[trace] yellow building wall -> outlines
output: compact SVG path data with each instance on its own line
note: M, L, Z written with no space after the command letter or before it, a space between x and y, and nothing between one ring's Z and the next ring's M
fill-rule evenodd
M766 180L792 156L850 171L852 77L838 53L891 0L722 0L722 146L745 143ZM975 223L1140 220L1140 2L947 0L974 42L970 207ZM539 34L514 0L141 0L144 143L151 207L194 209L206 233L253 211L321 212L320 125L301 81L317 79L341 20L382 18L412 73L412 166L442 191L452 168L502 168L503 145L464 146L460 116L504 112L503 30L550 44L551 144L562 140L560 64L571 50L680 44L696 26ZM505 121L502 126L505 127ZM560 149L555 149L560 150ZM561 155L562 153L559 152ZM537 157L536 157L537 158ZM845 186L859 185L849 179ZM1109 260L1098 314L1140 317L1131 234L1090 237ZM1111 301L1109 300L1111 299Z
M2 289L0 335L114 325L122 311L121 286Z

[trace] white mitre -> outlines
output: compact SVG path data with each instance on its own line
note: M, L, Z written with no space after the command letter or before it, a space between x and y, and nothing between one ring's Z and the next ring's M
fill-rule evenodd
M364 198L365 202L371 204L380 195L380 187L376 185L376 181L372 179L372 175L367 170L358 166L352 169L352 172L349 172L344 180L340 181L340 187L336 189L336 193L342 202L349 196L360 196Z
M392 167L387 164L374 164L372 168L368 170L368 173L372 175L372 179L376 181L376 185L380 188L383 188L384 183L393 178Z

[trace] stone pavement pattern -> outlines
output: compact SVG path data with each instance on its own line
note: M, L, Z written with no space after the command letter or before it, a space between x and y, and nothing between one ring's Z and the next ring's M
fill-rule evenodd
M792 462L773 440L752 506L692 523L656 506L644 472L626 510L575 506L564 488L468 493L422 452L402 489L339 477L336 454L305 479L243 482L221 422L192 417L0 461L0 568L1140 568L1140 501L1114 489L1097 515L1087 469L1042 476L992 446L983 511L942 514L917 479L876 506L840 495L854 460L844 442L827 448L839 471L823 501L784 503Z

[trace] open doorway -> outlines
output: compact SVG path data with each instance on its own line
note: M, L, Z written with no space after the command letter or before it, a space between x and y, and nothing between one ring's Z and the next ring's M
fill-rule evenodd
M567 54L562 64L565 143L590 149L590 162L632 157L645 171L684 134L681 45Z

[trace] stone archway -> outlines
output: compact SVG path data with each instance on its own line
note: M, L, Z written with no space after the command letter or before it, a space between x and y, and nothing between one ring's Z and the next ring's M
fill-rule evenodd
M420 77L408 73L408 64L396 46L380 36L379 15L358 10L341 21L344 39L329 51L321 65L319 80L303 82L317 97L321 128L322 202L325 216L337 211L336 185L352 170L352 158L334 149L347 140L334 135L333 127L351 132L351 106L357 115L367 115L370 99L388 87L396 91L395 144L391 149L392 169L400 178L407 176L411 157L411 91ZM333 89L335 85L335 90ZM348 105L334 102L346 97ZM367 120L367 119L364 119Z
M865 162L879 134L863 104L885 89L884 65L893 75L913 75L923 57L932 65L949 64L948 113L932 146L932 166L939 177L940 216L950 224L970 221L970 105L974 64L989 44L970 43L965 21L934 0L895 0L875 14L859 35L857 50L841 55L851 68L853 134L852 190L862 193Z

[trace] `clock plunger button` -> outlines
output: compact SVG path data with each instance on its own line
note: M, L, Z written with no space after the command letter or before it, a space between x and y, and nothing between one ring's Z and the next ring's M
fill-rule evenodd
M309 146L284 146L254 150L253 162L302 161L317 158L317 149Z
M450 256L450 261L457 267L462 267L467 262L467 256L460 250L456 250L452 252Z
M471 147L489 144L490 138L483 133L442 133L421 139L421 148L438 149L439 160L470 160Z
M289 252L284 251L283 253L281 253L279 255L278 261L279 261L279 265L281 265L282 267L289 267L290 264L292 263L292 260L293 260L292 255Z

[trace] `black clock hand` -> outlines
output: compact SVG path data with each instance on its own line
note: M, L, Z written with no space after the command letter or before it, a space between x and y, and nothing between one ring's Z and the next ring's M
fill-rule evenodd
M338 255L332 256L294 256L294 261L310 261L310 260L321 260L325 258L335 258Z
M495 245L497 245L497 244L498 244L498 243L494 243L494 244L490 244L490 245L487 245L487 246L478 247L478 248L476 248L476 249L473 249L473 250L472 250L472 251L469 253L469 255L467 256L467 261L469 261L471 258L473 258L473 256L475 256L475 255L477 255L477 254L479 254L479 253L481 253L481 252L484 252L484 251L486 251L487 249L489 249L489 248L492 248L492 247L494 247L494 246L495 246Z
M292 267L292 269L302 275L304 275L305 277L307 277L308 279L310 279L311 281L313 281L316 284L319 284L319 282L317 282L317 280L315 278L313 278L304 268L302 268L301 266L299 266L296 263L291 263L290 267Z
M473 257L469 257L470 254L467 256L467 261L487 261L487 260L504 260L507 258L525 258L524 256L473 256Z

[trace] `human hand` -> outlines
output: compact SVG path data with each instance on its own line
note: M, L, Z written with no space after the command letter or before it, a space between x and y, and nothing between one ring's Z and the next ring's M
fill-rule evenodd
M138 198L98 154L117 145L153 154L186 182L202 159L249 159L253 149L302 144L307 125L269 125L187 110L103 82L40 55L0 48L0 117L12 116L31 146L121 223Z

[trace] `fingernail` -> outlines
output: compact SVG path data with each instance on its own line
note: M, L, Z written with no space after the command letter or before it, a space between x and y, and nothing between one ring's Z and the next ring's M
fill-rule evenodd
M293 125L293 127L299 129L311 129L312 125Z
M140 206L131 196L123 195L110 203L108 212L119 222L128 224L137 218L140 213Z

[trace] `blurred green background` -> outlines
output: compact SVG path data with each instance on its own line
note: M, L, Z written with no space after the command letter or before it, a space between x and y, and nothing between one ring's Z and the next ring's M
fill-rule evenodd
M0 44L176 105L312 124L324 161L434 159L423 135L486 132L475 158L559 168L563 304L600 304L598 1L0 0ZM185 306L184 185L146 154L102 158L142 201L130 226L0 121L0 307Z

ASSIGNED TASK
In the listing, find all lines with the string "trace" and copy them.

SOLUTION FOR THIS EXERCISE
[trace] yellow building wall -> outlines
[trace] white mitre -> outlines
[trace] stone pavement pattern -> outlines
[trace] open doorway -> outlines
[trace] stone archway -> outlines
[trace] `clock plunger button` -> outlines
[trace] `black clock hand` -> outlines
[trace] `human hand` -> outlines
[trace] `fingernail` -> outlines
[trace] `blurred green background` -> outlines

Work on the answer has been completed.